#### Page extract

The patient, a family member of the two previous cases this week, is the third confirmed novel coronavirus (NCoV) case reported since Monday, according to a Health Protection Agency (HPA) press release Feb. 15.
The United Kingdom resident, who has no recent history of travel, is recovering from a mild case of the new respiratory disease.
This recent family cluster of NCoV opens up the question of person-to-person transmission, although the World Health Organization (WHO) says based on the current evidence, the risk of sustained person-to-person transmission appears to be very low.
Professor John Watson, head of the respiratory diseases department at the HPA, said: "Although this patient had a mild form of respiratory illness, as a precaution the HPA is advising that the patient self-isolate and limit contact with non-household members. Follow up of other household members and contacts of this case is currently underway.
“Although this case appears to be due to person-to-person transmission, the risk of infection in contacts in most circumstances is still considered to be low. If novel coronavirus were more infectious, we would have expected to have seen a larger number of cases than we have seen since the first case was reported three months ago. However, this new development does justify the measures that were immediately put into place to prevent any further spread of infection and to identify and follow up contacts of known cases."
This newest case is the 12th confirmed NCoV case reported globally since April 2012. To date there has been five fatalities reported.
The previous nine cases confirmed before this week include five cases (including 3 deaths) from Saudi Arabia, two cases from Qatar and two cases (both fatal) from Jordan.
According to the WHO, Coronaviruses are a large family of viruses that includes viruses that may cause a range of illnesses in humans, from the common cold to SARS. Viruses of this family also cause a number of animal diseases.

########
#### Exercise data

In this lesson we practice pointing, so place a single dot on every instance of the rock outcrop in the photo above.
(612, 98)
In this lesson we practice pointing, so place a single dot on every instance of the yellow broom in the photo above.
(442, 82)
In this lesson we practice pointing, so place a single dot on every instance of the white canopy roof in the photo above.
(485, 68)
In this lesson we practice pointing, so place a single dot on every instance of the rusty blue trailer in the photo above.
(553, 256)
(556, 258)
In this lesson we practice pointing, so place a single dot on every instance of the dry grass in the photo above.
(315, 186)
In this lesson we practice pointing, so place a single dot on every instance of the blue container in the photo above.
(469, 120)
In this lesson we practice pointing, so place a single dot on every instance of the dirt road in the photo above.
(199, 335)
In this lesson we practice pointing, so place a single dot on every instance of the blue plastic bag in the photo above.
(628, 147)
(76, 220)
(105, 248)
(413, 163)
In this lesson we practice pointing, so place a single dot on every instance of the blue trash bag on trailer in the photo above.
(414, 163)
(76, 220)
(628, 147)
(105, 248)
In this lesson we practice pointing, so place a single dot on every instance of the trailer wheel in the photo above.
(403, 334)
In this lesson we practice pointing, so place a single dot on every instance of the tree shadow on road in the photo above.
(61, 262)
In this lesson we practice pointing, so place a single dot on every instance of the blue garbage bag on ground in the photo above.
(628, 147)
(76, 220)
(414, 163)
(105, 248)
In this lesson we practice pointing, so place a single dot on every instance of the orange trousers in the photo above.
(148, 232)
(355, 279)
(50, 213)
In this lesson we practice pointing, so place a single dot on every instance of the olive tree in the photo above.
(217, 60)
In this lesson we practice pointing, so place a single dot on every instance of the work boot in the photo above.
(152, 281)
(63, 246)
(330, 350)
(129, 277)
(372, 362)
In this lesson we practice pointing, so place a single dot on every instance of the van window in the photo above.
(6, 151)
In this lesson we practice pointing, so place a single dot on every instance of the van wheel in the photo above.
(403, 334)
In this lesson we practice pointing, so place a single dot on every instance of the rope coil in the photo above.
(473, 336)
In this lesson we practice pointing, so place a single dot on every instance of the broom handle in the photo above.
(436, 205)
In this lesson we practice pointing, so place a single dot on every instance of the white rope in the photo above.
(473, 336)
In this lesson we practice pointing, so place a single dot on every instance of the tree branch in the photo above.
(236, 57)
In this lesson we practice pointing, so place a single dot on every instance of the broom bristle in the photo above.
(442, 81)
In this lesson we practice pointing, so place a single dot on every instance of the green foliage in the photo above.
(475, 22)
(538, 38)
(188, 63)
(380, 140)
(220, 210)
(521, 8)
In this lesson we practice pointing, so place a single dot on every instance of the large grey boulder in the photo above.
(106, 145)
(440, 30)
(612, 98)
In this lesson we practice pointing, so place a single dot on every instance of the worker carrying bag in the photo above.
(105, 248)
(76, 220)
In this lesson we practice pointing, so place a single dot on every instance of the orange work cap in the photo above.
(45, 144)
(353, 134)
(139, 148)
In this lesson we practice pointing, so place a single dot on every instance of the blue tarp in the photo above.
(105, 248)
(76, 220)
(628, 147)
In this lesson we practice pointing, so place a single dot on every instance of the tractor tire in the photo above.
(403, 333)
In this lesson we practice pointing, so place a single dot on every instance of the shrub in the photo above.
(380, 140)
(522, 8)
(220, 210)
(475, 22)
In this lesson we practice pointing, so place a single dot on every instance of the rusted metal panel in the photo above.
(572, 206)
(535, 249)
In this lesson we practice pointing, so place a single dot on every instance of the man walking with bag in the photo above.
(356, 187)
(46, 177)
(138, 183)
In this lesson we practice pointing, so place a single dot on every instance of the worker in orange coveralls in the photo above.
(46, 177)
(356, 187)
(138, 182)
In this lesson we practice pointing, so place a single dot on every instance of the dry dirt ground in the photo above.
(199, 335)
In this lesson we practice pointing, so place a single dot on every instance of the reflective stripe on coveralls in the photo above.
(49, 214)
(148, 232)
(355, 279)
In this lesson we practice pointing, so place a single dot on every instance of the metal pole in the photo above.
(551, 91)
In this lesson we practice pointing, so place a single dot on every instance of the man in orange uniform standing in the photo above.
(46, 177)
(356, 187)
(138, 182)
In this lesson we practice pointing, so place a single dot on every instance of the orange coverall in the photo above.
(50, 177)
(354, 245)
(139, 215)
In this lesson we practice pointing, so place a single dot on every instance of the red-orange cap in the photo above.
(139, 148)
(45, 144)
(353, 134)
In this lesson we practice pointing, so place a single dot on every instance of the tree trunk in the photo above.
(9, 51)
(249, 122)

########

Work request A: List every country named in the novel coronavirus report.
Work request B: Copy the part of the novel coronavirus report that begins at the words "According to the" and stops after "of animal diseases.", swapping "common cold" for "influenza".
Use only the novel coronavirus report itself, not the material, when responding.

Written answer A: United Kingdom, Saudi Arabia, Qatar, Jordan

Written answer B:
According to the WHO, Coronaviruses are a large family of viruses that includes viruses that may cause a range of illnesses in humans, from the influenza to SARS. Viruses of this family also cause a number of animal diseases.